Set task:
Rewrite every line of the records below, from the line containing "Category: white spoke wheel" through the end of the records, both ends included. Keep the requests unchanged, multiply each pixel coordinate in the answers by 0.35, and round to the nearest whole number, with halves rounding up.

==========

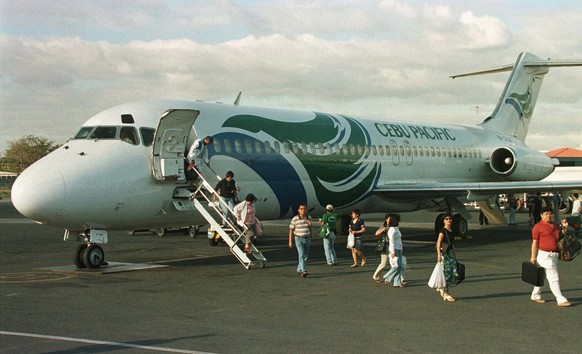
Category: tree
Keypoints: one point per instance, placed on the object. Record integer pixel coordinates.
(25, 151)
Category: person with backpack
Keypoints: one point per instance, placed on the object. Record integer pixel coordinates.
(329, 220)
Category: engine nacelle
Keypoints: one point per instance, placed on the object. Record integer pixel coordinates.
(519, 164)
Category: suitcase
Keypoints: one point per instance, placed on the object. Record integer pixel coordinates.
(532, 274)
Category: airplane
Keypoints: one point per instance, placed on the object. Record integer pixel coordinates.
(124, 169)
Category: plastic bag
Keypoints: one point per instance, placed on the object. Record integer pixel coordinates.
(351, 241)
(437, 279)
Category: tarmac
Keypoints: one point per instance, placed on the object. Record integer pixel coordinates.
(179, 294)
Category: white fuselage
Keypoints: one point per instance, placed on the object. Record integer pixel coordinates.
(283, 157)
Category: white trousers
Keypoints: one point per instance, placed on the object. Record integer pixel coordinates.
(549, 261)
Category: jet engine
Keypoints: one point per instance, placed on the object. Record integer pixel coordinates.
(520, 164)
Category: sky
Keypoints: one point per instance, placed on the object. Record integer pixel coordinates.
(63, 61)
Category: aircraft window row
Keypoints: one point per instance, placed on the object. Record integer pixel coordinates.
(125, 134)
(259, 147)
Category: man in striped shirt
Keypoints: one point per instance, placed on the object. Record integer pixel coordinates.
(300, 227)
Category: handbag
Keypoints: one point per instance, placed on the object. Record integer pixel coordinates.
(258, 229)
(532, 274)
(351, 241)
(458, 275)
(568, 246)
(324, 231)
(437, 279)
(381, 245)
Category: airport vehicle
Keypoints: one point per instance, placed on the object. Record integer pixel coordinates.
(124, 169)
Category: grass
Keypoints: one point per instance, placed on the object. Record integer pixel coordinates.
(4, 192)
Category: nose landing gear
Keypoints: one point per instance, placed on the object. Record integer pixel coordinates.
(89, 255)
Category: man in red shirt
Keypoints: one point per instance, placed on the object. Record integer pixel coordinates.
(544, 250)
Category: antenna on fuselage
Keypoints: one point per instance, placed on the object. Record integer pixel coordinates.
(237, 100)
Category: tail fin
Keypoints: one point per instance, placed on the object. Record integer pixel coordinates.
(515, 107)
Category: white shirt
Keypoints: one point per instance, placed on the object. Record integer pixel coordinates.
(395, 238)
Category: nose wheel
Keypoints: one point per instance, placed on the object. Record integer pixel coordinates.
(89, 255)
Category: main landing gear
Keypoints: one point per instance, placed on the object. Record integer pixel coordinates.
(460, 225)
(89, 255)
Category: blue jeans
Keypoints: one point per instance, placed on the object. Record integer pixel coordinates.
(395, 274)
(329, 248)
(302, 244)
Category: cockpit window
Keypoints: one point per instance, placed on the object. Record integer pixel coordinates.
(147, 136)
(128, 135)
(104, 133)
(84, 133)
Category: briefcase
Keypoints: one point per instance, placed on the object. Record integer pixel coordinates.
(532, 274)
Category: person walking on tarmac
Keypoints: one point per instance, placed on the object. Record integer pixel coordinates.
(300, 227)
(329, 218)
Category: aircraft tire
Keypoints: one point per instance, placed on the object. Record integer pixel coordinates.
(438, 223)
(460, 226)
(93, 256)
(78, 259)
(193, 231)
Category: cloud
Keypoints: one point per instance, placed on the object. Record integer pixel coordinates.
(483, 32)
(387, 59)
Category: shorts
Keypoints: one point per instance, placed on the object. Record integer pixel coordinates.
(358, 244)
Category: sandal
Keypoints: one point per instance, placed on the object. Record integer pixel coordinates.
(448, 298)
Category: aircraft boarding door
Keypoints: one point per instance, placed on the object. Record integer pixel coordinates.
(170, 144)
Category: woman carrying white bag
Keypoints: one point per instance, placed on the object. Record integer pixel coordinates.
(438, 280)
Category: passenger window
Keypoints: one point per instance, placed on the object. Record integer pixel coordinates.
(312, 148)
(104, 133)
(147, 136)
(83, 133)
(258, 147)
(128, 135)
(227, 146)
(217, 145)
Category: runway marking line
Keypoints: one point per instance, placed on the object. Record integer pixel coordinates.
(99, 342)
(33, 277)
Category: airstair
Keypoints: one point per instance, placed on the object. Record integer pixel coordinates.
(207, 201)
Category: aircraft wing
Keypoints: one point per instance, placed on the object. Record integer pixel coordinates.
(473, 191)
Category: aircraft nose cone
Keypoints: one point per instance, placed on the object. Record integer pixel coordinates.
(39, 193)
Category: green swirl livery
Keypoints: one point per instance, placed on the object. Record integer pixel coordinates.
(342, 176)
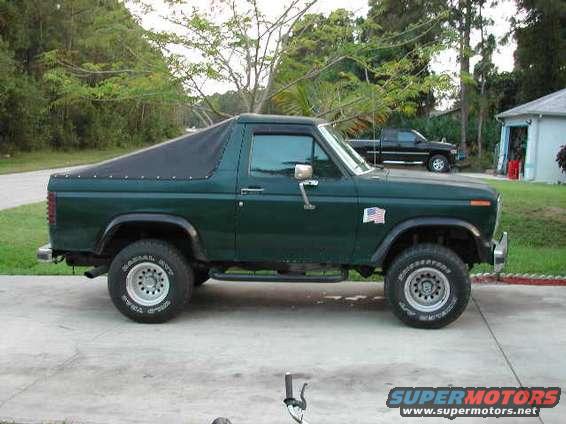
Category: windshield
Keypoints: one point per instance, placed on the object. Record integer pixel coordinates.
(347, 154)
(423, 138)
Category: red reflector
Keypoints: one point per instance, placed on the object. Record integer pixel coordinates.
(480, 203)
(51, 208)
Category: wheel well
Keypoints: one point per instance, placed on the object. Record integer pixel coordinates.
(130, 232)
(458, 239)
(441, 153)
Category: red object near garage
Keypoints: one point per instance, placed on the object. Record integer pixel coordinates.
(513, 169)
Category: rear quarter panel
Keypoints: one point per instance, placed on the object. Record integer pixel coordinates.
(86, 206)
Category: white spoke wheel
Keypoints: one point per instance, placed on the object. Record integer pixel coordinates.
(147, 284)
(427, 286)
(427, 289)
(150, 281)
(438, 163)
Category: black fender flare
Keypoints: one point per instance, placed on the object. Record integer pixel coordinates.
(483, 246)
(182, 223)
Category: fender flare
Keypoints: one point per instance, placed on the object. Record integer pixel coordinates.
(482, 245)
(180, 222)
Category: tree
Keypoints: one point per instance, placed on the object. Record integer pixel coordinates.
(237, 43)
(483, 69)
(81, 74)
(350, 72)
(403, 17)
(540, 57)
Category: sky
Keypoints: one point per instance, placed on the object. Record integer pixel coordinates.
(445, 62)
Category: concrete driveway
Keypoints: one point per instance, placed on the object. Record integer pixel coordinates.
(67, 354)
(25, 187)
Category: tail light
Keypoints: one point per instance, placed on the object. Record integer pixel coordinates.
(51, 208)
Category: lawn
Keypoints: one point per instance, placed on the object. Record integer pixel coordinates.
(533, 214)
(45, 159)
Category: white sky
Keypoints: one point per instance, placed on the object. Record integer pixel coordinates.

==========

Full output:
Category: white spoke wheel
Keypoints: one point per instance, placed on the object. Record integer pixel coordinates.
(51, 99)
(149, 100)
(149, 101)
(53, 98)
(153, 57)
Category: black fender flare
Keypoints: one point per instance, placed on the object. Record integer pixel coordinates.
(169, 86)
(64, 78)
Category: fender flare
Keypoints: one point per instance, placed on the object. Record integer pixel coordinates.
(169, 86)
(63, 78)
Category: tree
Keypoints: one point per instance, placed on the object. Record integer pixel coordinates.
(83, 15)
(169, 24)
(28, 26)
(123, 25)
(141, 6)
(189, 20)
Category: sky
Keypoints: one point per instance, placed on the object. Record integer pixel coordinates.
(156, 22)
Category: concrete driveway
Keypoints: one point per instance, placed on the object. Record integer pixel coordinates.
(23, 124)
(9, 65)
Category: tail light
Keypoints: one point per instance, placed on the object. Record integer pixel coordinates.
(18, 73)
Category: lawn
Keypoints: one point per instance, placed on the object. Record integer pixel coordinates.
(187, 75)
(16, 56)
Category: white sky
Keypoints: one point per instance, placed on the object. Record integer pixel coordinates.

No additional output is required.